- THE TASK: Locate every line in the records below that contains the word "shed", and copy each one.

- RECORDS FOR THE EXERCISE:
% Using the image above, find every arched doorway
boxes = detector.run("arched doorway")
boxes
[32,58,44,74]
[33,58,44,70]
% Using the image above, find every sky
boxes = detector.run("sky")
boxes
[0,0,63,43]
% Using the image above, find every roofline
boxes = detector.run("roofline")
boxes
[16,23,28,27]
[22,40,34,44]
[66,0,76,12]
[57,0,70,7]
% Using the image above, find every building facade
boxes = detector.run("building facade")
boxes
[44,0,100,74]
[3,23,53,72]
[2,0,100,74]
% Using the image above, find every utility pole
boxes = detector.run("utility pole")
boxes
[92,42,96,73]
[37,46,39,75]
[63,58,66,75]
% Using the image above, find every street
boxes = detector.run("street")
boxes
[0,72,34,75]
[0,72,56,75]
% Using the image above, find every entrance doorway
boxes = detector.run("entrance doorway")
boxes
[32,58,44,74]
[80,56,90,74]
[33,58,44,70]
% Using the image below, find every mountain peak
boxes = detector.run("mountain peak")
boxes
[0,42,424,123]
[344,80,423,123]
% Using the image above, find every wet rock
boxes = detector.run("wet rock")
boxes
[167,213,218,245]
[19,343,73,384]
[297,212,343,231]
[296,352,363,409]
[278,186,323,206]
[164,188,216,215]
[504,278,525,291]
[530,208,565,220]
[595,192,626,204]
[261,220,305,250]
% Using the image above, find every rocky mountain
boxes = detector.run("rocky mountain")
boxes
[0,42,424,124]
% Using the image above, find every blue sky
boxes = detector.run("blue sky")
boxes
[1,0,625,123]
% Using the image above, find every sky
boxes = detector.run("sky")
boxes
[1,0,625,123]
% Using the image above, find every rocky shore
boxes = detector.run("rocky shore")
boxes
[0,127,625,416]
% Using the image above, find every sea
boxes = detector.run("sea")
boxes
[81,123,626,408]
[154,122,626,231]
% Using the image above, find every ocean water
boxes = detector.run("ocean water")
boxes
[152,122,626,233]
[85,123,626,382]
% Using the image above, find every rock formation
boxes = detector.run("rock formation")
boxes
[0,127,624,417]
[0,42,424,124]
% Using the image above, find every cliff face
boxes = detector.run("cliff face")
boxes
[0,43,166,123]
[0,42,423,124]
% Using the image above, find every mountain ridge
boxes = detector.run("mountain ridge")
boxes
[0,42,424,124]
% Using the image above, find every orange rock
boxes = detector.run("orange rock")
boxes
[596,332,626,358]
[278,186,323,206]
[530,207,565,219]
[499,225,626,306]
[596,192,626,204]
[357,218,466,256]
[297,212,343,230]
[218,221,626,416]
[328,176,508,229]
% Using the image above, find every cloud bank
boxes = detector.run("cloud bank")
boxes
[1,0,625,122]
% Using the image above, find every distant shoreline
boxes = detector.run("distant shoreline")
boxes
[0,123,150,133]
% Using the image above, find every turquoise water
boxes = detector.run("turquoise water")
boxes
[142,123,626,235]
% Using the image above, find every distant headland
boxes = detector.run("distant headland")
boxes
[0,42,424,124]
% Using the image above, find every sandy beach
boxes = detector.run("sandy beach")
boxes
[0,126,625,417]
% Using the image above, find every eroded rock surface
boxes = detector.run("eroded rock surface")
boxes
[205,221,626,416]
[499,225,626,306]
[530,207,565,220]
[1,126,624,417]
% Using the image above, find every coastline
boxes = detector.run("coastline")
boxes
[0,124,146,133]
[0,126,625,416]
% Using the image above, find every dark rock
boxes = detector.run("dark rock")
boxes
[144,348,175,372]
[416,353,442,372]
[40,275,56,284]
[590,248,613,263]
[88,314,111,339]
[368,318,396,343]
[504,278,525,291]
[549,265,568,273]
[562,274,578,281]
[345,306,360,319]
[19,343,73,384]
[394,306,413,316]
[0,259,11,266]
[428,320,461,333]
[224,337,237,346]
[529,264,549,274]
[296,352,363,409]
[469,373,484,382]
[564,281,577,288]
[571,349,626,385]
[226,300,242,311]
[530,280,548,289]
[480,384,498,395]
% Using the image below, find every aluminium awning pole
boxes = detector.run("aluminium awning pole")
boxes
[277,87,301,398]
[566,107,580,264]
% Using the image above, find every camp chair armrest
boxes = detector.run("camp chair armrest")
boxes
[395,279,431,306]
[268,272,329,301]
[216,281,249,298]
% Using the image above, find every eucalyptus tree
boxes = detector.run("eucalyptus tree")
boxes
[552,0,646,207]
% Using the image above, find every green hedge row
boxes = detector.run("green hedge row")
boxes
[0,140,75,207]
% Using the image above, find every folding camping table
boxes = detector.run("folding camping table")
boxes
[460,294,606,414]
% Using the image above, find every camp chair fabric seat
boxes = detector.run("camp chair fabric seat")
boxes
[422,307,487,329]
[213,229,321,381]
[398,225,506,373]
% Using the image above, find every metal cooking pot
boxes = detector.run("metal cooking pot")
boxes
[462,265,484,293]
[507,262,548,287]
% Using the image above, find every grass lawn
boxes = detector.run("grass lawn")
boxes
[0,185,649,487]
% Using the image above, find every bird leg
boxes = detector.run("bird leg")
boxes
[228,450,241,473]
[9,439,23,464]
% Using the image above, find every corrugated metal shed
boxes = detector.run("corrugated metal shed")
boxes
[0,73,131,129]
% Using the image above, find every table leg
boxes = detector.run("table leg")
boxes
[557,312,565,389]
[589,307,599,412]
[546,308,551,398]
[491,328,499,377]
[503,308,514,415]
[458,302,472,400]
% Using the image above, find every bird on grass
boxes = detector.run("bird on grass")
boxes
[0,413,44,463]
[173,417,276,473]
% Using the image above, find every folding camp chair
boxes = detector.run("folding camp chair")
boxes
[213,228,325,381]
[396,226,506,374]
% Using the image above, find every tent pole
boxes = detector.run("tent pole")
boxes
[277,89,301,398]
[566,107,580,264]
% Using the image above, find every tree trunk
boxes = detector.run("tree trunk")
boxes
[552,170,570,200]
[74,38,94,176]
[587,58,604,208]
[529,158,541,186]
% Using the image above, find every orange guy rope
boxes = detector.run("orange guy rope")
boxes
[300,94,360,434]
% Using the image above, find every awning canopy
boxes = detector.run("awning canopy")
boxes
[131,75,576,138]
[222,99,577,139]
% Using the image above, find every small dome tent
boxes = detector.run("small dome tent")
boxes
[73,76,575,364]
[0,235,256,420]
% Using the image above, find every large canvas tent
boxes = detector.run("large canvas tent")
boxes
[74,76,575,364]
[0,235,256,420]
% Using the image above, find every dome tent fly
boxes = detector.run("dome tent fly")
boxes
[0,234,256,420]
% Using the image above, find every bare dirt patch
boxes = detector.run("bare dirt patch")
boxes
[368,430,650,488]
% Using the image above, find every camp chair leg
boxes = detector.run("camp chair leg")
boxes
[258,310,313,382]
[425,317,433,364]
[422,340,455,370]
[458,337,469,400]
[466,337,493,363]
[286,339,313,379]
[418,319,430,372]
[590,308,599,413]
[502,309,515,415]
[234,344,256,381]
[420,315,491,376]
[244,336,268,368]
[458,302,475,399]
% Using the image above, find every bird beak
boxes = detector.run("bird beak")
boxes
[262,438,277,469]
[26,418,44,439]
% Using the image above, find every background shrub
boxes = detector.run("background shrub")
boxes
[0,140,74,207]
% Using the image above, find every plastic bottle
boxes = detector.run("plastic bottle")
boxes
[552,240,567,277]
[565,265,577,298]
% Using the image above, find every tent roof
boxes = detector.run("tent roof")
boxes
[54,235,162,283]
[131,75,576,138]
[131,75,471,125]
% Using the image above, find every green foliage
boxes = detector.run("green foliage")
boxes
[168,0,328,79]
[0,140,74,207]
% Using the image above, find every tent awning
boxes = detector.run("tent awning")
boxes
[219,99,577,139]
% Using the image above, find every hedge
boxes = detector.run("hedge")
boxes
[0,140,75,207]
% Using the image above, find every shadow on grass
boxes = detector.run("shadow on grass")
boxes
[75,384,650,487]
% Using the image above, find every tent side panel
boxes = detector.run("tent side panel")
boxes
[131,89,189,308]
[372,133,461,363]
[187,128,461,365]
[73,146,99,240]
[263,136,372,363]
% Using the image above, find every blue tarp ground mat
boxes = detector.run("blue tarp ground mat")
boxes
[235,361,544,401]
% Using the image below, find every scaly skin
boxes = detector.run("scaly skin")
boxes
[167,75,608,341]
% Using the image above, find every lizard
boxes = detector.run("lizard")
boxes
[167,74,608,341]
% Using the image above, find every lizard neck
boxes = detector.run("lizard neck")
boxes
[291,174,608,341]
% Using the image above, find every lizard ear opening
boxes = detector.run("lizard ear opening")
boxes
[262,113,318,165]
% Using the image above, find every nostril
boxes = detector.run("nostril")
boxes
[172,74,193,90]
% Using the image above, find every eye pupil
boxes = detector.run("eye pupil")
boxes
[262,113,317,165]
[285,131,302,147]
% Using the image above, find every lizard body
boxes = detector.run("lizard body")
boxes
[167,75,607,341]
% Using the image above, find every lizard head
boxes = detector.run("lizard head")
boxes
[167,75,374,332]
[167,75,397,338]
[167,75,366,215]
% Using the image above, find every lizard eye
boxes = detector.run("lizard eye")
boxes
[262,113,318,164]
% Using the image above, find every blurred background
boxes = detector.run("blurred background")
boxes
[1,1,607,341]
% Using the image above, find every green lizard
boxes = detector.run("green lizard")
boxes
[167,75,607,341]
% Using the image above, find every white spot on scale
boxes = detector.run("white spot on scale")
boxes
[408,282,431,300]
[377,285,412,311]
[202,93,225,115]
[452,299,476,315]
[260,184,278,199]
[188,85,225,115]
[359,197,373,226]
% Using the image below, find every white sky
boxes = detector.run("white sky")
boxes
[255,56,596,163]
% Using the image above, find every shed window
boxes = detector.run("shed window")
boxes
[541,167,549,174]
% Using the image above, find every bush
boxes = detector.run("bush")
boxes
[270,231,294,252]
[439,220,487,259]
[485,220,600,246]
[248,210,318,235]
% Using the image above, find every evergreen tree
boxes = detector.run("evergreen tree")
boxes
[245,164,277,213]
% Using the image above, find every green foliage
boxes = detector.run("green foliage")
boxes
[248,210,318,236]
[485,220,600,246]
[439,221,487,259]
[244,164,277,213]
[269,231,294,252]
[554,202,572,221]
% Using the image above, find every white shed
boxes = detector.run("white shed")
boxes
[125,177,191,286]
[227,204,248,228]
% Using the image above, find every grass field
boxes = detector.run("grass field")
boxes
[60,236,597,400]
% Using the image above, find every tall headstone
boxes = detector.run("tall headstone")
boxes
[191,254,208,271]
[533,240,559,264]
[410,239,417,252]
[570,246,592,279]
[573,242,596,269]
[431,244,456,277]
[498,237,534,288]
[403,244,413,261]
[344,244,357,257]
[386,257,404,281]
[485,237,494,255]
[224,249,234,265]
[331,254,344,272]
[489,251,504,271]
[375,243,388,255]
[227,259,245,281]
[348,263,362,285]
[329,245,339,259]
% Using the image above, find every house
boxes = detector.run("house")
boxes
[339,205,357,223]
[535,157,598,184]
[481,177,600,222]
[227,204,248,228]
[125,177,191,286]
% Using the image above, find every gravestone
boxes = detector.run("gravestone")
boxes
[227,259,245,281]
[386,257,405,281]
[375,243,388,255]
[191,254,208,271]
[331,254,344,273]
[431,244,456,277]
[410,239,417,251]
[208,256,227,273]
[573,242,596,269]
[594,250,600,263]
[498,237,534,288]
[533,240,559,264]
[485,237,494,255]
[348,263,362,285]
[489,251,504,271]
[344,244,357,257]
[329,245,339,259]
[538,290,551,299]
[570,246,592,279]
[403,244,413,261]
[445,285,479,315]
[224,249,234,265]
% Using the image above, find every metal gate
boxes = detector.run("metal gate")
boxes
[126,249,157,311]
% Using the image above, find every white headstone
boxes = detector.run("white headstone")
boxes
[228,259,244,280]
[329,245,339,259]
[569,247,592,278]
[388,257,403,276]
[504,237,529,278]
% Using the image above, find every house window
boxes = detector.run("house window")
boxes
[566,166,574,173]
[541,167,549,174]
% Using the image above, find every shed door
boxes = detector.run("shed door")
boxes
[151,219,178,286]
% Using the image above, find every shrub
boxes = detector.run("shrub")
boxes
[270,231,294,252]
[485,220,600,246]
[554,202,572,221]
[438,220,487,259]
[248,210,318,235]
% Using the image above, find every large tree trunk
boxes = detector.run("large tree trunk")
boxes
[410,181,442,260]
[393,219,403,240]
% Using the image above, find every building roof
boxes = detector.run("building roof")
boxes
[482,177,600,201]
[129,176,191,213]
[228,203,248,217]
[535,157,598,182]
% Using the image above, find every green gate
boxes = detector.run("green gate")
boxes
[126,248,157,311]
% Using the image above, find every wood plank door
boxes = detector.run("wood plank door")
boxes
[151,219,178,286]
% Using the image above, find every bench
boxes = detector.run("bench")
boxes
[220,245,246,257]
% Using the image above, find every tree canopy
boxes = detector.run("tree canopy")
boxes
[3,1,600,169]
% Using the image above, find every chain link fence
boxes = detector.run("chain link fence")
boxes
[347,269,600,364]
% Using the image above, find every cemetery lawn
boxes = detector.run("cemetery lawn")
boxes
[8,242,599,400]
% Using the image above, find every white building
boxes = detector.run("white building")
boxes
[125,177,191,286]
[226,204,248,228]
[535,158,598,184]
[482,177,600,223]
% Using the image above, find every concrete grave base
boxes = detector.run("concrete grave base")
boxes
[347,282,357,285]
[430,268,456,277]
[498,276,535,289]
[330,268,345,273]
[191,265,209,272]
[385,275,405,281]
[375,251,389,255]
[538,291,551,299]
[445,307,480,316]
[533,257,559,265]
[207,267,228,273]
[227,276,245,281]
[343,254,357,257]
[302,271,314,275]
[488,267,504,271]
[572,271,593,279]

- RESPONSE BELOW:
% Using the image above, find every corrugated metal shed
boxes = detector.run("corrugated metal shed")
% Using the image above, find every shed window
boxes = detector.run("shed window")
% Using the image above, find every white shed
boxes = detector.run("white shed")
% Using the image above, find every shed door
boxes = detector.run("shed door")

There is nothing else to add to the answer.